* SELECTED EXCERPT *

########################################

A forty-years' chronicle of international narcotics control


By virtue of the Single Convention on Narcotic Drugs, 1961, the Permanent Central Narcotics Board and the Drug Supervisory Body ceased to exist on the 2 March 1968, when the International Narcotics Control Board came into being.


Author: Sir Harry GREENFIELD
Pages: 1 to 4
Creation Date: 1968/01/01

A forty-years' chronicle of international narcotics control

The work of the Permanent Central Narcotics Board 1928-1968 and of the Drug Supervisory Body 1933-1968

Sir Harry GREENFIELD President, Permanent Central Narcotics Board (1953-1968) and President, International Narcotics Control Board (1968- ), Geneva

By virtue of the Single Convention on Narcotic Drugs, 1961, the Permanent Central Narcotics Board and the Drug Supervisory Body ceased to exist on the 2 March 1968, when the International Narcotics Control Board came into being.

In this article the President of the outgoing PCNB, who has been unanimously elected President of its successor body the INCB, reviews the achievements of the two outgoing organs in connexion with the last report made by them to the United Nations Economic and Social Council.

########################################

* GIVEN DATA *
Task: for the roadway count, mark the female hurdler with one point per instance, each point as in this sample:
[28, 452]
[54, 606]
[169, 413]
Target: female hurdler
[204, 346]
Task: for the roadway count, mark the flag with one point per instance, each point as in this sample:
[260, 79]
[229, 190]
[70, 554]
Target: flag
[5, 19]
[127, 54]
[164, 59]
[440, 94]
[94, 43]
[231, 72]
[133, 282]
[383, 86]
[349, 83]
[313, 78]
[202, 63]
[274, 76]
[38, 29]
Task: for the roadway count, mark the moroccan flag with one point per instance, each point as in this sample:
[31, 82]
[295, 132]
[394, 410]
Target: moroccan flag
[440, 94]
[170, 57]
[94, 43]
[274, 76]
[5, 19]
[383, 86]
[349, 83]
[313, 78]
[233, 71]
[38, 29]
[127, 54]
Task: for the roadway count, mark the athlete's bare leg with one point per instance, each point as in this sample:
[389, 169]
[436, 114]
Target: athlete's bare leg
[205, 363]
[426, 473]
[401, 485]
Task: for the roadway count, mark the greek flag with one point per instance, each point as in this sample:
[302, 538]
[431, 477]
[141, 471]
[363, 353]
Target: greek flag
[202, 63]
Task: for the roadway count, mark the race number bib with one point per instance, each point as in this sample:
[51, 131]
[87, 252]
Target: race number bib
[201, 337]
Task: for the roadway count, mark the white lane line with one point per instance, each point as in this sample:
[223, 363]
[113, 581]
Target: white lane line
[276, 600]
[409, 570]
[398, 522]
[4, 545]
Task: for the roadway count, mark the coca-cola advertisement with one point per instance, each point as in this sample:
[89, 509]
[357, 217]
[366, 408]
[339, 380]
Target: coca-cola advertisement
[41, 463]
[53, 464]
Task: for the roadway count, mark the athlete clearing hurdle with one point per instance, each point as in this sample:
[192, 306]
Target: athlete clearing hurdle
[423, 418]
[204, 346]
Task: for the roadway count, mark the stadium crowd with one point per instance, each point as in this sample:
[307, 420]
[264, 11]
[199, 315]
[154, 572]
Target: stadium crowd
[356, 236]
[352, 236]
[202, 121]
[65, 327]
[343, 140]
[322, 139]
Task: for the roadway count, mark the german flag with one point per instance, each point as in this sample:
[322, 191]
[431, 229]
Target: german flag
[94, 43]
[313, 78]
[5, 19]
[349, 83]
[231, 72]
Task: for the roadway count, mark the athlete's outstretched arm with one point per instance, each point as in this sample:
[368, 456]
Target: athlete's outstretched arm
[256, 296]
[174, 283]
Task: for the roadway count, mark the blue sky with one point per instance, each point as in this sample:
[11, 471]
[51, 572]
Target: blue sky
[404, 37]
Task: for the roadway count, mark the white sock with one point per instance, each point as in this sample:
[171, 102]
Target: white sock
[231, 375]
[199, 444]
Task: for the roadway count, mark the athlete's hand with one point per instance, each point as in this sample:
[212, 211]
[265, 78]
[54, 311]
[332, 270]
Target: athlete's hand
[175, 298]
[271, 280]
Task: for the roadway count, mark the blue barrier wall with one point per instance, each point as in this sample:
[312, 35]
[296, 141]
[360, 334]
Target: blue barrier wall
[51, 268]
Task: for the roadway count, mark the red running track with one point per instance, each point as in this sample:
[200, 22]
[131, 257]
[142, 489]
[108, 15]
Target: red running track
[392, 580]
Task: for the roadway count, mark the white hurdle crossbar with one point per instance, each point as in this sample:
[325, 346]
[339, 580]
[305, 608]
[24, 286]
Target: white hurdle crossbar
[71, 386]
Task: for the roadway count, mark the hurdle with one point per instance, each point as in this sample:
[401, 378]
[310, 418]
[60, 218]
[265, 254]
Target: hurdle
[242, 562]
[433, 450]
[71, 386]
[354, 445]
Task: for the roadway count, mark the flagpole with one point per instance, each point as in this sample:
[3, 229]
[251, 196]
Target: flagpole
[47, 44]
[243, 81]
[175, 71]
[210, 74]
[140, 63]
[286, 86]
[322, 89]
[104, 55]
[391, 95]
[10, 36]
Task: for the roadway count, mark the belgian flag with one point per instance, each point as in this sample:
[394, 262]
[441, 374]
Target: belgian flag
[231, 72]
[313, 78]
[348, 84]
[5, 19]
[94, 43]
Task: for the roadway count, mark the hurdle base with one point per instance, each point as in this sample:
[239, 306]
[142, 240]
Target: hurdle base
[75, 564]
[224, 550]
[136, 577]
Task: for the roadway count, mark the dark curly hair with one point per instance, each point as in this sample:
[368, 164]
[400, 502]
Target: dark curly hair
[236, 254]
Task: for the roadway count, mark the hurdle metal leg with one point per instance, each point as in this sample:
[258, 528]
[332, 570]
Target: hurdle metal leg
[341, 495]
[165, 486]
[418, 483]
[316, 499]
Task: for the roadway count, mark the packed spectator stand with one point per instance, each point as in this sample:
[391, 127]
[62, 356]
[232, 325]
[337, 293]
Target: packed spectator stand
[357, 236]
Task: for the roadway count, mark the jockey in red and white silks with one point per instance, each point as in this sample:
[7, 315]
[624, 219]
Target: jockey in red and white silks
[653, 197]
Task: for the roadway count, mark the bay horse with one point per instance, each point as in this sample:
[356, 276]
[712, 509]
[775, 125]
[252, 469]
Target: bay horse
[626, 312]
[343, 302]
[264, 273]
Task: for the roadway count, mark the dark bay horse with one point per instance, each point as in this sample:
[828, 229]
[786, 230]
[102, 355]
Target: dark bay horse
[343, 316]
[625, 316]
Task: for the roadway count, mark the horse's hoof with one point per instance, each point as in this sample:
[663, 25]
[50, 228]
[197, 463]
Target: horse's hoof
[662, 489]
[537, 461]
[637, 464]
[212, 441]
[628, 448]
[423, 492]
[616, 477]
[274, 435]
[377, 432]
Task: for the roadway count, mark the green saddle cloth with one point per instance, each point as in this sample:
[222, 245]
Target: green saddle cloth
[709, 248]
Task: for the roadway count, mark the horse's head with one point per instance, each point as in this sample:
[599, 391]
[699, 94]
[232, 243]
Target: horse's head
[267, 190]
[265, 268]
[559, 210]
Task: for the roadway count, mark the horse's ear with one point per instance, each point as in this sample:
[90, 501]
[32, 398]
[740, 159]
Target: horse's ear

########################################

* WORK ORDER 1 *
Rewrite the paragraph beginning "In this article the President" from the narcotics control chronicle above as one shorter sentence. Keep its main facts.
* WORK ORDER 2 *
Answer these questions from the narcotics control chronicle above.
(a) On what date did the Permanent Central Narcotics Board and the Drug Supervisory Body cease to exist?
(b) During which years was Sir Harry Greenfield President of the Permanent Central Narcotics Board?
(c) Over what years does the chronicle cover the work of the Drug Supervisory Body?
* WORK ORDER 3 *
List every organization or official body named in the narcotics control chronicle above.

* REPLY 1 *
The outgoing PCNB's President, unanimously elected President of the successor INCB, reviews what the two outgoing organs achieved, with reference to their last report to the United Nations Economic and Social Council.

* REPLY 2 *
(a) 2 March 1968
(b) 1953 to 1968
(c) 1933 to 1968

* REPLY 3 *
- Permanent Central Narcotics Board
- Drug Supervisory Body
- International Narcotics Control Board
- United Nations Economic and Social Council